| Work to be completed |
Rewrite the following lines, substituting "coarse mask" for every occurrence of "rough mask" and keeping everything else the same.

| Records taken from a dataset |
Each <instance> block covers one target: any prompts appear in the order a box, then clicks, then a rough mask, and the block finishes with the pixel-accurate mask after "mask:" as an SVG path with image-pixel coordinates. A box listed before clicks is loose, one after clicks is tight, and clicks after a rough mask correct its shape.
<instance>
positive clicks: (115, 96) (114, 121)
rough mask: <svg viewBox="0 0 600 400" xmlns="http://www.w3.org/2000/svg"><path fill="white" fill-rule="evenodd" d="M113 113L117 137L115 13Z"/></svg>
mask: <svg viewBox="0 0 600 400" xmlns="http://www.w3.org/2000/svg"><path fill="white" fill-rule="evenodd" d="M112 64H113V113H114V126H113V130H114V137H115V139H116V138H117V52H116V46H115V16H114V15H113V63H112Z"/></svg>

| Output |
Each <instance> block covers one target: any prompts appear in the order a box, then clicks, then a coarse mask, and the block finishes with the pixel-accurate mask after "mask:" as an SVG path with image-pixel coordinates. A box listed before clicks is loose, one after clicks is tight, and clicks after a coarse mask correct its shape.
<instance>
positive clicks: (115, 96) (114, 121)
coarse mask: <svg viewBox="0 0 600 400" xmlns="http://www.w3.org/2000/svg"><path fill="white" fill-rule="evenodd" d="M113 113L117 137L115 13Z"/></svg>
mask: <svg viewBox="0 0 600 400" xmlns="http://www.w3.org/2000/svg"><path fill="white" fill-rule="evenodd" d="M112 64H113V113H114V126H113V130H114V137H115V139H116V138H117V52H116V46H115V16H114V15H113V63H112Z"/></svg>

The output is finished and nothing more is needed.